*** Extracted records Section Begins ***

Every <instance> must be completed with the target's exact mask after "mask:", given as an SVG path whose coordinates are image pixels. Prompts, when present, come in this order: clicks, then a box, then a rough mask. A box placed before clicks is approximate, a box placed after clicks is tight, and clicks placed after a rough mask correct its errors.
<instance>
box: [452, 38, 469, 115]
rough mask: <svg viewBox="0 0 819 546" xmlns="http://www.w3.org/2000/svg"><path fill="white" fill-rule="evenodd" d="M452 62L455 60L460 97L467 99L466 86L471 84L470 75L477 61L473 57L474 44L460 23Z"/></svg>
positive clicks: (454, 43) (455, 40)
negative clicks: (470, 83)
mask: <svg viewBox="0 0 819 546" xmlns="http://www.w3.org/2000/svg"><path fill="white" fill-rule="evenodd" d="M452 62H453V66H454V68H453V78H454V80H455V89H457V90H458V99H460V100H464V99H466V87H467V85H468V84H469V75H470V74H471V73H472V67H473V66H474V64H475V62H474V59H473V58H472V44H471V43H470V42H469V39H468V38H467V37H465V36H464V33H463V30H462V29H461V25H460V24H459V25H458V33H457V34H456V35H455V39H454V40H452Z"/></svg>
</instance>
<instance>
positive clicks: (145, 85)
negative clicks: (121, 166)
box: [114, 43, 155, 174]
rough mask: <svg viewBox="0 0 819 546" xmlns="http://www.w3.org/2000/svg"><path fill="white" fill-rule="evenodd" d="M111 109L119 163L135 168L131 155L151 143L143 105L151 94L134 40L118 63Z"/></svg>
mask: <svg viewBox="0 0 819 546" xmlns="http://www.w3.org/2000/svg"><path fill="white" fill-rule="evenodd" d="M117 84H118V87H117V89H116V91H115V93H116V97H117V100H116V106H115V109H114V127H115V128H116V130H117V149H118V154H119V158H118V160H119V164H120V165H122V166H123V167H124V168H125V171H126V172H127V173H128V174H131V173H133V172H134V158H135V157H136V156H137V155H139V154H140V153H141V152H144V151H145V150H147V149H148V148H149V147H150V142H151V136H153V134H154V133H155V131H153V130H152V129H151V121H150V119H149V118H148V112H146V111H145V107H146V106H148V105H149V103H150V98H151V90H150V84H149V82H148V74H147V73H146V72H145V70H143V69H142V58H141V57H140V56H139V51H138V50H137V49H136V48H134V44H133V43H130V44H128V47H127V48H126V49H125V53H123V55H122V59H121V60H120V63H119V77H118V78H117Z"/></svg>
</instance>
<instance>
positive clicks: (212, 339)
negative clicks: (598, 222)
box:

*** Extracted records Section Ends ***

Task to complete: If a line in the data above contains "positive", return that line.

Answer below:
positive clicks: (454, 43) (455, 40)
positive clicks: (145, 85)
positive clicks: (212, 339)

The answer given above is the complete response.